Textauszug.
---------------

2. Dezember 2001

Ausstellung "Bayern-Ungarn, Tausend Jahre"

In der hoch über Passau thronenden "Veste Oberhaus" wurde bis Ende Oktober eine sehenswürdige Ausstellung über die Beziehungen zwischen Bayern und Ungarn, ihre Geschichte, Persönlichkeiten und Landschaften gezeigt. Die Ausstellung – in Passau hatte sie über 120 000 Besucher – wird vom 3. Dezember 2001 bis 28. Februar 2002 im Ungarischen Nationalmuseum in Budapest zu sehen sein.
Eine Vielzahl von hochrangigen Leihgaben und Exponaten, zusammengestellt vom Haus der Bayerischen Geschichte in Augsburg, der Stadt und der Diözese Passau sowie vom Ungarischen Nationalmuseum Budapest, und ein umfassendes Begleitprogramm beleuchteten entscheidende Abschnitte der Tausend Jahre Nachbarschaft.
Passau bot sich als Ausstellungsort an, da hier diese Nachbarschaft vielfältige Spuren hinterlassen hat. Hier ruhen im Kloster Niedernburg die Gebeine der seligen Gisela, der ersten Königin von Ungarn, einer Prinzessin aus Bayern. Ihr Gemahl, der heilige Stephan, Gründer des Ungarischen Staates, wurde bei der Christianisierung seines Landes von Missionaren aus Passau unterstützt. Später gingen von Passau Handelswaren die Donau runter, und enge, bis heute dauernde Verbindungen ergaben sich aus der Ansiedlungspolitik im Mittelalter, die zahlreiche Auswanderer auch aus Bayern nach Ungarn lockte. In Passau fanden aber auch die ersten ungarischen Emigranten nach der brutalen Niederschlagung des ungarischen Aufstandes 1956 Aufnahme und Betreuung, und hier wurde durch die Ankunft der ersten DDR-Flüchtlinge aus Ungarn das beginnende Ende des Eisernen Vorhangs eingeläutet.

---------------

Schriftlicher Auftrag 1. Gib den Abschnitt der gespeicherten Zeilen, der mit deren erster Zeile beginnt und mit der Zeile endet, die „(1186, 448)“ enthält, als JSON-Liste von Strings wieder, mit einem String pro Zeile, beiden Grenzzeilen eingeschlossen und ohne Leerzeilen.
Schriftlicher Auftrag 2. Führe den Textauszug über die Ausstellung „Bayern-Ungarn, Tausend Jahre“ im Anschluss an seinen letzten Satz weiter.
Der Textauszug und die Zeilen sind voneinander unabhängiges Material.

---------------

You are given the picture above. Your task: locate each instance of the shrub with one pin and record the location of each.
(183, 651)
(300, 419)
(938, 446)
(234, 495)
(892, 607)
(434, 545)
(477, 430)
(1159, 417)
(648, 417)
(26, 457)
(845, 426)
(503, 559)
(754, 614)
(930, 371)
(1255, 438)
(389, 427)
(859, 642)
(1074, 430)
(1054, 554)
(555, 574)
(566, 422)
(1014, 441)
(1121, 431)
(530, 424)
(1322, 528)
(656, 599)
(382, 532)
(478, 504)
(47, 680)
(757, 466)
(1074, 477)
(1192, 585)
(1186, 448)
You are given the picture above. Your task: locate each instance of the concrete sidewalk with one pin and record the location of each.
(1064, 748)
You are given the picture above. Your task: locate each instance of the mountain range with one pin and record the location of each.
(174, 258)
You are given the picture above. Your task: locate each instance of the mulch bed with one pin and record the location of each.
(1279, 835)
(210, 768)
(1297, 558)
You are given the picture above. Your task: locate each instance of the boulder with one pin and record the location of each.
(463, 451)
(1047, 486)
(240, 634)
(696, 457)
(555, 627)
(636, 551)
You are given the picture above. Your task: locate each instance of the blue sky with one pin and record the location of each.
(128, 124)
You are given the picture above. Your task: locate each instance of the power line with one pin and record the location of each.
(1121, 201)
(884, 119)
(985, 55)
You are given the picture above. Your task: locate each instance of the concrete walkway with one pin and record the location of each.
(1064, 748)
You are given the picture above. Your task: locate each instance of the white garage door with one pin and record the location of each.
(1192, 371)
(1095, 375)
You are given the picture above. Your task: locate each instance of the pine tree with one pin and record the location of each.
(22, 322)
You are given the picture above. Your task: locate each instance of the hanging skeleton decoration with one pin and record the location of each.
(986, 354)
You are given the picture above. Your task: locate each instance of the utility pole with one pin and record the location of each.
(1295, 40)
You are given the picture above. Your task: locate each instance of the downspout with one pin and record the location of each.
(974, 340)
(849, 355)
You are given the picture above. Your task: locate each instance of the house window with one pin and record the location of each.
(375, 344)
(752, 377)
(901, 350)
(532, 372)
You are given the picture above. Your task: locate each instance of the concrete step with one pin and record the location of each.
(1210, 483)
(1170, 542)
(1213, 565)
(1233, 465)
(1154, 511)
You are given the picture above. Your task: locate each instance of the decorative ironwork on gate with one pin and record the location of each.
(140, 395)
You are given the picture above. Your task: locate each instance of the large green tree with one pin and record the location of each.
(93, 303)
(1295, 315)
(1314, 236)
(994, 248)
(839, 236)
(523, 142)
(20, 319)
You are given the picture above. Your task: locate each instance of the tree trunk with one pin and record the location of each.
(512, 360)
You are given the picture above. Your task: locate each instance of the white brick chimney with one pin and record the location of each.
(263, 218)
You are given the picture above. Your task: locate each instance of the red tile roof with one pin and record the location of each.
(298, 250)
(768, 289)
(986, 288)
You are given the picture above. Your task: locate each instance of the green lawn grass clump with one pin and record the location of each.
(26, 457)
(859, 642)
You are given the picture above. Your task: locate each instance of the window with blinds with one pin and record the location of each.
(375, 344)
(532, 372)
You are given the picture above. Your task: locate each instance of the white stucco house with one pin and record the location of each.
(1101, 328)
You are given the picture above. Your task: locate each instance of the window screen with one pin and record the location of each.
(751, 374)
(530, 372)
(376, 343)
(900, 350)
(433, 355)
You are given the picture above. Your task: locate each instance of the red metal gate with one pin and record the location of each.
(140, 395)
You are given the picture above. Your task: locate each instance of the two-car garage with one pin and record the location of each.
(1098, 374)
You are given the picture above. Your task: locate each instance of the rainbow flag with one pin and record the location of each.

---------------

Erwartete Ausgabe 1.
[
  "You are given the picture above. Your task: locate each instance of the shrub with one pin and record the location of each.",
  "(183, 651)",
  "(300, 419)",
  "(938, 446)",
  "(234, 495)",
  "(892, 607)",
  "(434, 545)",
  "(477, 430)",
  "(1159, 417)",
  "(648, 417)",
  "(26, 457)",
  "(845, 426)",
  "(503, 559)",
  "(754, 614)",
  "(930, 371)",
  "(1255, 438)",
  "(389, 427)",
  "(859, 642)",
  "(1074, 430)",
  "(1054, 554)",
  "(555, 574)",
  "(566, 422)",
  "(1014, 441)",
  "(1121, 431)",
  "(530, 424)",
  "(1322, 528)",
  "(656, 599)",
  "(382, 532)",
  "(478, 504)",
  "(47, 680)",
  "(757, 466)",
  "(1074, 477)",
  "(1192, 585)",
  "(1186, 448)"
]

Erwartete Ausgabe 2.
Beim Betreten der Ausstellung wird man auch stimmungsmäßig ins „finstere“ Mittelalter versetzt. Neben dem ungarischen Krönungsmantel, Bildern und Statuen von Stephan I. und Gisela wird dem Besucher die Bedrohung weiter Teile Europas durch die Beutezüge der magyarischen Bogenschützen in der Zeit vor dem Heiligen Stephan bewusst gemacht. Erst in den folgenden Jahrhunderten entwickelten sich friedliche Beziehungen durch Handel, Handwerk, Kunst, Kultur und politische Verbindungen. Auf Einladung ungarischer Könige siedelten sich deutsche Handwerker und Bauern im Karpatenbogen und später in der Donau-Theiß-Ebene an und gründeten Städte und Dörfer. Gertrud, aus dem bayerischen Geschlecht Andechs-Meranien, Gattin König Andreas‘ II. bevorzugte deutsche Siedler, was ihr später zum Verhängnis werden sollte. Somit sind auch die Siebenbürger Sachsen in die Geschichte der ungarisch-bayerischen Nachbarschaft eingeflochten, und unter anderem wird ein Kelch des Hermannstädter Goldschmiedes Sebastian Hann und die Elfenbeinstatue eines Sachsengrafen gezeigt, Hermann Oberth wird als Vorkämpfer und Vater der Weltraumfahrt gewürdigt, während ein Modell der Tartlauer Kirchenburg einem das Leben im Mittelalter näher bringt.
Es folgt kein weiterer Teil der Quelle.